◆ ACTIVITY
Transcribe every entry word for word, but skip the images.

◆ PROVIDED RECORDS
====================

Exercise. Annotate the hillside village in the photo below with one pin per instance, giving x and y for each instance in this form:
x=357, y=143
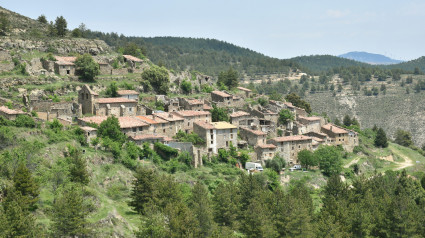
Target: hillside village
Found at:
x=252, y=126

====================

◆ YOUR RESPONSE
Exercise. Annotate the hillside village in the photo below with one pin per instance, giving x and y for each instance in this form:
x=357, y=143
Target: hillside village
Found at:
x=252, y=126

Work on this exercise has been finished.